Task requirements: Could you restate word for word every line from the one containing "of the gray" to the end of the records, and nothing else?

Image point grounding data:
----

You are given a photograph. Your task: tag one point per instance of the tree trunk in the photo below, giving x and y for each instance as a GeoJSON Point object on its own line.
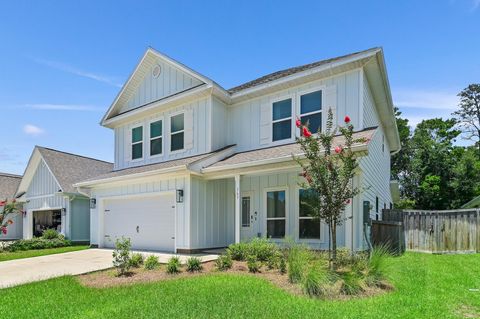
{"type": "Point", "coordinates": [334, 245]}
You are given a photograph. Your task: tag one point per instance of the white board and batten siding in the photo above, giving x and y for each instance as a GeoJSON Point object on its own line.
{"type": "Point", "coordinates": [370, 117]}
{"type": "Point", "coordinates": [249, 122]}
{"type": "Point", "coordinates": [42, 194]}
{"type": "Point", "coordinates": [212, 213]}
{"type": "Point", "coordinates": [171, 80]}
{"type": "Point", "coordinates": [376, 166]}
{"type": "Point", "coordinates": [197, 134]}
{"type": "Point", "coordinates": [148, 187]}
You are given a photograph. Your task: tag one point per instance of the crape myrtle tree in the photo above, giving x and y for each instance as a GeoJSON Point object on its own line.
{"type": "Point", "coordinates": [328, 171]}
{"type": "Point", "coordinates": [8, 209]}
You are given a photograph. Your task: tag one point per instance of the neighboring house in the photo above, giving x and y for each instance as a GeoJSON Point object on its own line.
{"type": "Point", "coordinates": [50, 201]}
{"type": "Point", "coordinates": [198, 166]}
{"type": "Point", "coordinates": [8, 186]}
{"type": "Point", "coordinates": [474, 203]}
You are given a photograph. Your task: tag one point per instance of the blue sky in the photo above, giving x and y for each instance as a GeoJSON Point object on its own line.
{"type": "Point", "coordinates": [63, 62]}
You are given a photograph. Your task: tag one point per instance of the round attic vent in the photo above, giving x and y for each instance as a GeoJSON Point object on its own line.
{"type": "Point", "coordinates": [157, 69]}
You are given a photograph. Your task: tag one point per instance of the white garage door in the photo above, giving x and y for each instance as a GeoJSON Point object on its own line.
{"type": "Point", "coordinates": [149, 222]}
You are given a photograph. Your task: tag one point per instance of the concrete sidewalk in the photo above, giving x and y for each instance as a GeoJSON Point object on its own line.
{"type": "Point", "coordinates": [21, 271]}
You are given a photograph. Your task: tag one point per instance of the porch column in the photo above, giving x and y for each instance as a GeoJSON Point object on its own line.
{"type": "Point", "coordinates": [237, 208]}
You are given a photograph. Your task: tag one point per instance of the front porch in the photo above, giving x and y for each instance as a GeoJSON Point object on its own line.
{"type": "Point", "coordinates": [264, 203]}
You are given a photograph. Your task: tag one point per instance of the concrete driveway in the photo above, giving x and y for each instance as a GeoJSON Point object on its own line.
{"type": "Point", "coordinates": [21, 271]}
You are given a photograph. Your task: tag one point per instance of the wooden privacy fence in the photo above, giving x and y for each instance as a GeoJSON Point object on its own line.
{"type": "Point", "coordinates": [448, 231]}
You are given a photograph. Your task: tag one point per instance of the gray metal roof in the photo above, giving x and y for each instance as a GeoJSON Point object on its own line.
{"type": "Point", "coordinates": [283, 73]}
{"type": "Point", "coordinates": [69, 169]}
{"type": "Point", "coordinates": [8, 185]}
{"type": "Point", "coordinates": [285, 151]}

----

Response:
You are given a photograph. Your task: tag one point per instance of the gray metal roof in the photo above, giving x and y for each instance as a GeoJSON Point object on its own line.
{"type": "Point", "coordinates": [283, 73]}
{"type": "Point", "coordinates": [69, 169]}
{"type": "Point", "coordinates": [8, 185]}
{"type": "Point", "coordinates": [285, 151]}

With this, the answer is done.